Reproduce the listing below verbatim, line by line, omitting any picture from your reply.

=======

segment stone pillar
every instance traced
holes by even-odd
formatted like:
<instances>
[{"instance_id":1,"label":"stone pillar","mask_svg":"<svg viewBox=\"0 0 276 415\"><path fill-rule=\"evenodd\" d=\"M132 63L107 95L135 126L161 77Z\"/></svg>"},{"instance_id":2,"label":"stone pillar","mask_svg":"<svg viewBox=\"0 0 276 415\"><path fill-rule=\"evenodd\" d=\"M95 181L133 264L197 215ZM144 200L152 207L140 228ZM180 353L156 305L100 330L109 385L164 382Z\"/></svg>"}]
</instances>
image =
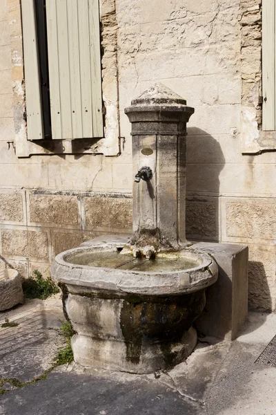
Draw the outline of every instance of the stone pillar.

=======

FINISHED ANSWER:
segment stone pillar
every instance traced
holes by even-odd
formatted like:
<instances>
[{"instance_id":1,"label":"stone pillar","mask_svg":"<svg viewBox=\"0 0 276 415\"><path fill-rule=\"evenodd\" d=\"M132 63L107 95L135 126L161 77Z\"/></svg>"},{"instance_id":2,"label":"stone pillar","mask_svg":"<svg viewBox=\"0 0 276 415\"><path fill-rule=\"evenodd\" d=\"M95 181L133 264L197 215ZM144 200L152 207L140 228ZM180 353L156 305L100 330L109 385L164 382Z\"/></svg>"}]
</instances>
image =
Draw the outline of every instance of the stone pillar.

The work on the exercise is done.